THE PROBLEM:
Reproduce the entries verbatim, starting at the beginning of the entries and ending with the line that contains "<point>180,810</point>", with both ends included. Omit the pictures from your reproduction.

***** MATERIAL SHOWN *****

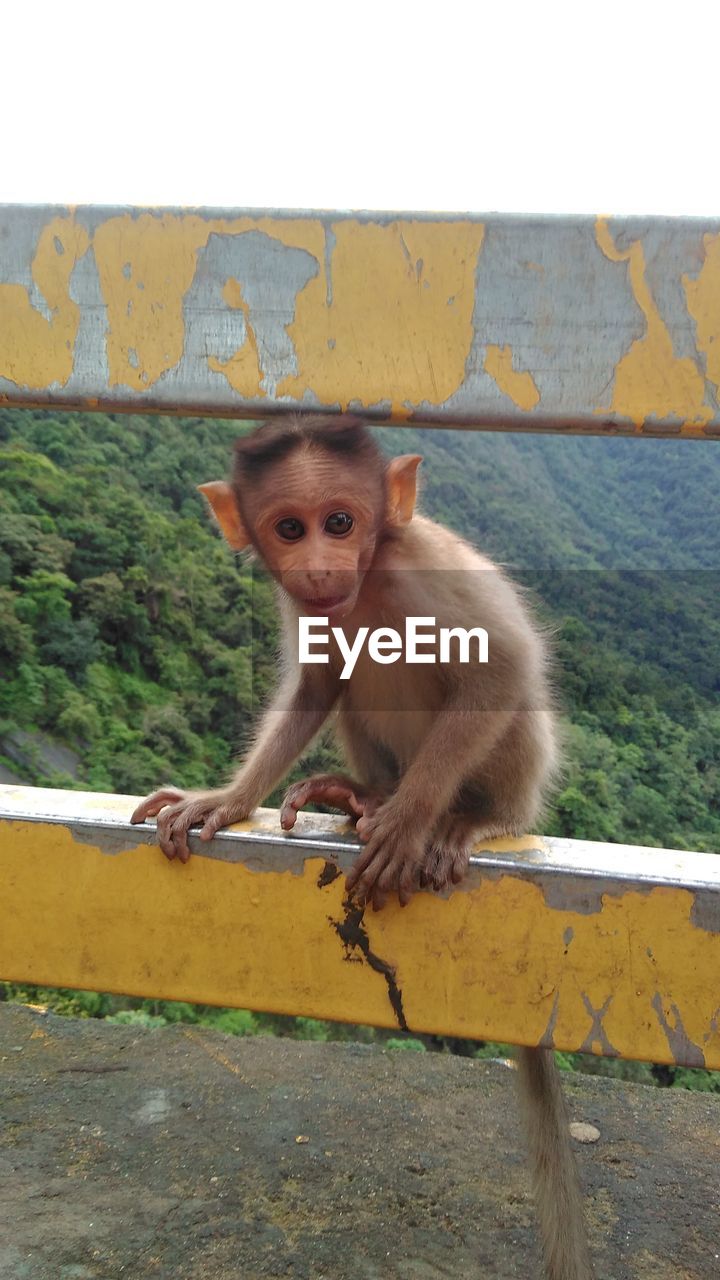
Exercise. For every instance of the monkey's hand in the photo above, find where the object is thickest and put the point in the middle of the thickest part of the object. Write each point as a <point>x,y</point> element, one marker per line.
<point>331,789</point>
<point>391,859</point>
<point>180,810</point>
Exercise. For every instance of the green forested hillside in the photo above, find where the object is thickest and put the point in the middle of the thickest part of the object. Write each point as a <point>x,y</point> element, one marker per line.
<point>135,650</point>
<point>130,635</point>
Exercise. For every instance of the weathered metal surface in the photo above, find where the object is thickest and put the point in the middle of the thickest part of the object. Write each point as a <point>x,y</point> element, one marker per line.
<point>604,949</point>
<point>504,321</point>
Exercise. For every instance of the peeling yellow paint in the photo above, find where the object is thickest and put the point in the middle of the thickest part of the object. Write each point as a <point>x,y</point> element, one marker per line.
<point>520,387</point>
<point>242,370</point>
<point>146,266</point>
<point>650,379</point>
<point>493,961</point>
<point>703,305</point>
<point>387,333</point>
<point>35,351</point>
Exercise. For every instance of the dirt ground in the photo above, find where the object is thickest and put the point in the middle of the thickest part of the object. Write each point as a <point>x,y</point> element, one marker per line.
<point>188,1155</point>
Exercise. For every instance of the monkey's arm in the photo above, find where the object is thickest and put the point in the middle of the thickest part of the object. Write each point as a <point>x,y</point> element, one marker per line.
<point>456,746</point>
<point>297,712</point>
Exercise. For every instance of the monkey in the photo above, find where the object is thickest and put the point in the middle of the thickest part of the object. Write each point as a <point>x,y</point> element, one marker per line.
<point>440,754</point>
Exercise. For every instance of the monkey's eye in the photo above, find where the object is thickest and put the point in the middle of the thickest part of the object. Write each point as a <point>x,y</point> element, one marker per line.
<point>290,529</point>
<point>338,524</point>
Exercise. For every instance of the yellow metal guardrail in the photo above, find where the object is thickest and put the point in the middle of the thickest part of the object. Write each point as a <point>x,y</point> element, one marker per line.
<point>604,949</point>
<point>609,324</point>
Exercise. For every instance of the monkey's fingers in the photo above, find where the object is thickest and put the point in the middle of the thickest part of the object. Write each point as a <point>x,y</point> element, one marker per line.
<point>220,817</point>
<point>151,805</point>
<point>322,790</point>
<point>356,881</point>
<point>400,874</point>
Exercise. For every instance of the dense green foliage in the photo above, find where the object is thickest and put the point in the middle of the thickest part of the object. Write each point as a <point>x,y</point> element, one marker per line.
<point>130,635</point>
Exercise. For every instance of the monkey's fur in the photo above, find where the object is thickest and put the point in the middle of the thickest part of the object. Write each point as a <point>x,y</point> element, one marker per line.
<point>442,755</point>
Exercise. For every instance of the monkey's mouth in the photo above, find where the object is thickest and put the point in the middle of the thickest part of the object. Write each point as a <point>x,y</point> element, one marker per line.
<point>322,606</point>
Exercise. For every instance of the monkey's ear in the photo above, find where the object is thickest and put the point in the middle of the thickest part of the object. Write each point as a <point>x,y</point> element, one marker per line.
<point>224,510</point>
<point>401,488</point>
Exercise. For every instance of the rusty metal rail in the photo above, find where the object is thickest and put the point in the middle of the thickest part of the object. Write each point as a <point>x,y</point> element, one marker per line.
<point>597,325</point>
<point>605,949</point>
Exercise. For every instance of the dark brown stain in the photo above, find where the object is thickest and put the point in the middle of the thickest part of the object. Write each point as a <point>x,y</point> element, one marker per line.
<point>329,872</point>
<point>354,937</point>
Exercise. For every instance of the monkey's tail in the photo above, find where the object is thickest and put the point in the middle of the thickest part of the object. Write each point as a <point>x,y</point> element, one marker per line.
<point>556,1184</point>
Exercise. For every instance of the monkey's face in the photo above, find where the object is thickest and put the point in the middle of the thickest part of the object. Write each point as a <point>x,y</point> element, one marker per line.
<point>314,519</point>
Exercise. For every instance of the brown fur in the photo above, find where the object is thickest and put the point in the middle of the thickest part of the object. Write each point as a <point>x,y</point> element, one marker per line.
<point>442,755</point>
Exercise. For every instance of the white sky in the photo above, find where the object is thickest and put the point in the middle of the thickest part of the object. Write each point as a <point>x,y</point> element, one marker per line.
<point>566,106</point>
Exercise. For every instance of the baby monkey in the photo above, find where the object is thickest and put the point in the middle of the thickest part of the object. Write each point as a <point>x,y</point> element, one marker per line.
<point>440,754</point>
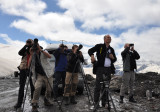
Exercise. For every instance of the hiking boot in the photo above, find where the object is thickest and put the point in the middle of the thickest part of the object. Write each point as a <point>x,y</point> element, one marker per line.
<point>121,99</point>
<point>131,99</point>
<point>66,100</point>
<point>34,107</point>
<point>47,102</point>
<point>17,105</point>
<point>72,100</point>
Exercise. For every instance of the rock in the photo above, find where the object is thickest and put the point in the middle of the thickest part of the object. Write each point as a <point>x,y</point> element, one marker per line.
<point>115,83</point>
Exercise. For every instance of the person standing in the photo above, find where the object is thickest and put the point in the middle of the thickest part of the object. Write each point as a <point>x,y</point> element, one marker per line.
<point>72,70</point>
<point>129,57</point>
<point>60,68</point>
<point>105,59</point>
<point>43,74</point>
<point>24,52</point>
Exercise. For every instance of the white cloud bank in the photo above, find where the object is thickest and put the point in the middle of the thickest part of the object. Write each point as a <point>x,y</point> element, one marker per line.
<point>133,17</point>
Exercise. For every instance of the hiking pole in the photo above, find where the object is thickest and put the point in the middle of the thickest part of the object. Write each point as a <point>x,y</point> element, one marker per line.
<point>49,82</point>
<point>85,83</point>
<point>70,80</point>
<point>30,72</point>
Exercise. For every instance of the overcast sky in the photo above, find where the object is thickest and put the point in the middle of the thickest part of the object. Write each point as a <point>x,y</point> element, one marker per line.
<point>85,22</point>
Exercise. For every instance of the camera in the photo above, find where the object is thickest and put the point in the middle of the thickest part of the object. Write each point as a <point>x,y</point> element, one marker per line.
<point>130,45</point>
<point>106,80</point>
<point>79,48</point>
<point>34,47</point>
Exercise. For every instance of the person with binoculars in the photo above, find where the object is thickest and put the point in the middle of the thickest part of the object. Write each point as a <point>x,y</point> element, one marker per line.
<point>104,66</point>
<point>129,57</point>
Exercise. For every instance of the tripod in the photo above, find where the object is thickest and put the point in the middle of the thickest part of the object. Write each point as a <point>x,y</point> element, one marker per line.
<point>33,62</point>
<point>78,62</point>
<point>106,91</point>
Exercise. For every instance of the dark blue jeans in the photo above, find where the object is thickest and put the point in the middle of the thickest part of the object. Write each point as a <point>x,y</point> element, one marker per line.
<point>59,77</point>
<point>100,87</point>
<point>22,82</point>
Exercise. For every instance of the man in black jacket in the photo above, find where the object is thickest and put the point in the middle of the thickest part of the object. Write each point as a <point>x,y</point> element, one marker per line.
<point>129,55</point>
<point>72,70</point>
<point>24,52</point>
<point>105,59</point>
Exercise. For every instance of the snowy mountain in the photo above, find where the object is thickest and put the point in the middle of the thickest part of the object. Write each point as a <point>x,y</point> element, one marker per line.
<point>9,59</point>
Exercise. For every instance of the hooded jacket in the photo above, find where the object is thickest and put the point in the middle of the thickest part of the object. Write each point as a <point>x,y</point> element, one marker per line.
<point>101,51</point>
<point>129,59</point>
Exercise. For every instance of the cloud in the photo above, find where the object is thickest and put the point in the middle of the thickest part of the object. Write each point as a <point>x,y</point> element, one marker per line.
<point>22,7</point>
<point>146,43</point>
<point>112,13</point>
<point>10,41</point>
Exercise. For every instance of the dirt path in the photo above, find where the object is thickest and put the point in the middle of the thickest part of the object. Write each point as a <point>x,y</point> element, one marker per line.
<point>9,93</point>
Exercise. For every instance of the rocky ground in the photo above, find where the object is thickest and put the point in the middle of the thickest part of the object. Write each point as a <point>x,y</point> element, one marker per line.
<point>148,81</point>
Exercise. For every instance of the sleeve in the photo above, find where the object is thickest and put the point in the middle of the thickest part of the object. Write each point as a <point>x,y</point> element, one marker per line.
<point>136,55</point>
<point>22,51</point>
<point>81,57</point>
<point>123,53</point>
<point>93,50</point>
<point>115,58</point>
<point>72,58</point>
<point>57,53</point>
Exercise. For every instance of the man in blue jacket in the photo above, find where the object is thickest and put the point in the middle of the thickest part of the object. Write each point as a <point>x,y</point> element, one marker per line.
<point>105,59</point>
<point>60,67</point>
<point>129,57</point>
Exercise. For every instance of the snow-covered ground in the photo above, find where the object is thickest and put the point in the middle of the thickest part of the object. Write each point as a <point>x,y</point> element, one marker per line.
<point>9,60</point>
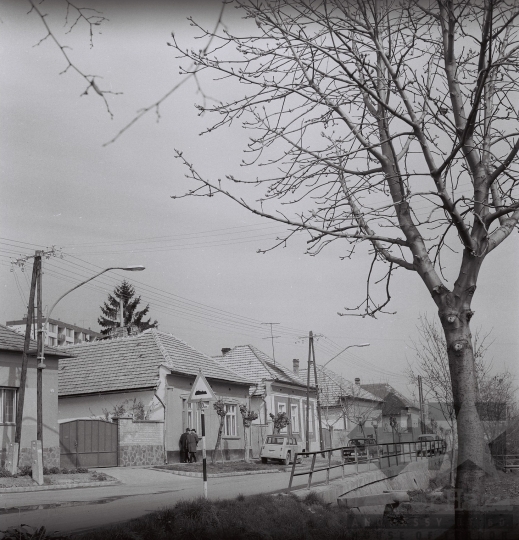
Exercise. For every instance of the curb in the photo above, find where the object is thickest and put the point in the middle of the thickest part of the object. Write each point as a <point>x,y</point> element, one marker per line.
<point>215,475</point>
<point>59,486</point>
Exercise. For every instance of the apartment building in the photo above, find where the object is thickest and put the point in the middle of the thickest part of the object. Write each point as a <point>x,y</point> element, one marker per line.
<point>58,332</point>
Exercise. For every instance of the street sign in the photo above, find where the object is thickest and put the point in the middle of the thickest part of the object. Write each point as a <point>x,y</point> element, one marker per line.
<point>201,390</point>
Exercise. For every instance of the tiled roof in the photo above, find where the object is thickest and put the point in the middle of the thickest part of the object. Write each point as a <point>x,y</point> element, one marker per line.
<point>10,340</point>
<point>333,387</point>
<point>382,390</point>
<point>133,362</point>
<point>255,364</point>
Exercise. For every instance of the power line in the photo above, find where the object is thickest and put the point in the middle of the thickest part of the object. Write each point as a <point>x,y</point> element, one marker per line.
<point>272,340</point>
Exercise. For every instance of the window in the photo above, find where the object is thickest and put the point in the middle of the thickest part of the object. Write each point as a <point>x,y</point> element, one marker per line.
<point>310,413</point>
<point>230,421</point>
<point>294,418</point>
<point>7,405</point>
<point>192,416</point>
<point>282,408</point>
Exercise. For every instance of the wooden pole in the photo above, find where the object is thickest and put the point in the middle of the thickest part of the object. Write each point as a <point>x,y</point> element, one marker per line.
<point>321,442</point>
<point>41,364</point>
<point>308,398</point>
<point>204,456</point>
<point>23,374</point>
<point>420,397</point>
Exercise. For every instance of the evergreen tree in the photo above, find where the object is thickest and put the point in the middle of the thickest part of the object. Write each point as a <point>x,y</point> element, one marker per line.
<point>131,315</point>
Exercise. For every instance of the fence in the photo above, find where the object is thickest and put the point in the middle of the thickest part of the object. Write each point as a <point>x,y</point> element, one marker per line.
<point>381,457</point>
<point>506,461</point>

*****

PROBLEM SOLUTION:
Exercise. For every instance of the monkey's hand in the photo above, find where the object is thickest and put the point in the middle of the thickest part of the object. Write each point as a <point>x,y</point> element, one marker per line.
<point>331,789</point>
<point>391,859</point>
<point>180,810</point>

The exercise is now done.